§ WORK TO DO
Count the lines in the records below that contain the string "white". Reply with the number only.

§ GIVEN ENTRIES
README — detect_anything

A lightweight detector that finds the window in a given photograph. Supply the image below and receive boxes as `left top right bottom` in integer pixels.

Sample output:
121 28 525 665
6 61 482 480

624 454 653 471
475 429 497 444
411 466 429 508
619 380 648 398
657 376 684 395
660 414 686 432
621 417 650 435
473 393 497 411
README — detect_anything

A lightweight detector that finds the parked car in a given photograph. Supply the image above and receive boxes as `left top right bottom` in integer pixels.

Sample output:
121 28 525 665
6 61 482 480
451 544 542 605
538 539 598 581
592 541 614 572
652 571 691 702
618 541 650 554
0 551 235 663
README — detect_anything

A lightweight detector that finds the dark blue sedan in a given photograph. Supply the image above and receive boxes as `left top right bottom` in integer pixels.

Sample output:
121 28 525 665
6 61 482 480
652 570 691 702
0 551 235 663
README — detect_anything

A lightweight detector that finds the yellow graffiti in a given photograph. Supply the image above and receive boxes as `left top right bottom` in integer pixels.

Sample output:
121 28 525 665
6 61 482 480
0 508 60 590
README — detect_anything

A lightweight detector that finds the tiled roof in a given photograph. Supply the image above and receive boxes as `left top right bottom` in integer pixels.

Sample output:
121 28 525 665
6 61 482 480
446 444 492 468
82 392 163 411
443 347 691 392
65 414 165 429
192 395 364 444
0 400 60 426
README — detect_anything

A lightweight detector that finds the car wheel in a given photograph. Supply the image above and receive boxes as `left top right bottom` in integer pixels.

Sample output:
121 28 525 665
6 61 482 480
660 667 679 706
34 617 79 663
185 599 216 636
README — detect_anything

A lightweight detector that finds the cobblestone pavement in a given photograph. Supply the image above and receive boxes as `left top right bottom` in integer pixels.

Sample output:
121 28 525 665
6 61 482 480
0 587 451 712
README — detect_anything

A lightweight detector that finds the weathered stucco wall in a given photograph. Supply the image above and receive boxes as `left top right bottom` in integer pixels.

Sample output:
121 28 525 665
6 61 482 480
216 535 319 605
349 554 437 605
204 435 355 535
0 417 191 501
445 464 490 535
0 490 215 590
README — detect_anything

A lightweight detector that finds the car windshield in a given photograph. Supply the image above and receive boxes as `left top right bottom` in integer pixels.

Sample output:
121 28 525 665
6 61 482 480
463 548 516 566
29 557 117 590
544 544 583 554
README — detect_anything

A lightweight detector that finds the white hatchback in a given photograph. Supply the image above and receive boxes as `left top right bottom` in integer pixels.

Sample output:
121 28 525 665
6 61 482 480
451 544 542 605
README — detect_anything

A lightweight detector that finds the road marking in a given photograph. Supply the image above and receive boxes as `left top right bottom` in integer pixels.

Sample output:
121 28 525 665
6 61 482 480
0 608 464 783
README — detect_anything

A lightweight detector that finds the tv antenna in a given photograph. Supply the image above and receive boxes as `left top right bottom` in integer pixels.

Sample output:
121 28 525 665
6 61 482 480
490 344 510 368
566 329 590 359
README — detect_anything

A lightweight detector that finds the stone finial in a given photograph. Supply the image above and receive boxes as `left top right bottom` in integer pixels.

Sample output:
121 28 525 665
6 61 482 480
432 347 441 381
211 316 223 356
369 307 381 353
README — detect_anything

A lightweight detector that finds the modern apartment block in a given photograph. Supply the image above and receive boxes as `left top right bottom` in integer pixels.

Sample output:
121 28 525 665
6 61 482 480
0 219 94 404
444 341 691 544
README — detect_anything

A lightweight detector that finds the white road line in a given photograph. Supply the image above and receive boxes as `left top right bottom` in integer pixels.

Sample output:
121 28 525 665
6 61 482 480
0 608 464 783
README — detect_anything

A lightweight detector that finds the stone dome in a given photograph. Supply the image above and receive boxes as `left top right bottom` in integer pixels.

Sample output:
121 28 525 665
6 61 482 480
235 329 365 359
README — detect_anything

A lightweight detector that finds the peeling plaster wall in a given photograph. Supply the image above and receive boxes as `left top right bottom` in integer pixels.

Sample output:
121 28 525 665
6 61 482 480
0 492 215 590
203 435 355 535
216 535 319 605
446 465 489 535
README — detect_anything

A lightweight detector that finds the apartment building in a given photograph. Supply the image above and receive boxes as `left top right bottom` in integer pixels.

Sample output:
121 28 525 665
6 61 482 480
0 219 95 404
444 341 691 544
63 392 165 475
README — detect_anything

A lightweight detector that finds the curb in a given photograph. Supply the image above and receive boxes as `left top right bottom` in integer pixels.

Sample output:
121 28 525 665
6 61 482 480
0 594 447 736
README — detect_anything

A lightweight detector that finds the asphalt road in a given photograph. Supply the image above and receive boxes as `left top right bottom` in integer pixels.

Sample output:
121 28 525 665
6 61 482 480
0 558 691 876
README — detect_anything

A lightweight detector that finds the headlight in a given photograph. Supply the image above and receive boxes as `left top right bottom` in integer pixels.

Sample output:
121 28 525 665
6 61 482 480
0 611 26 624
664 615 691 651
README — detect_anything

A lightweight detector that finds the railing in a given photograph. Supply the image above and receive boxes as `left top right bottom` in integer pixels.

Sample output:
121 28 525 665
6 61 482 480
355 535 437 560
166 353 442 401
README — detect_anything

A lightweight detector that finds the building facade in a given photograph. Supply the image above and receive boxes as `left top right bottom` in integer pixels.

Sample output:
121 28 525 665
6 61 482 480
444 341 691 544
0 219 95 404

§ OUTPUT FOR THIS EXERCISE
2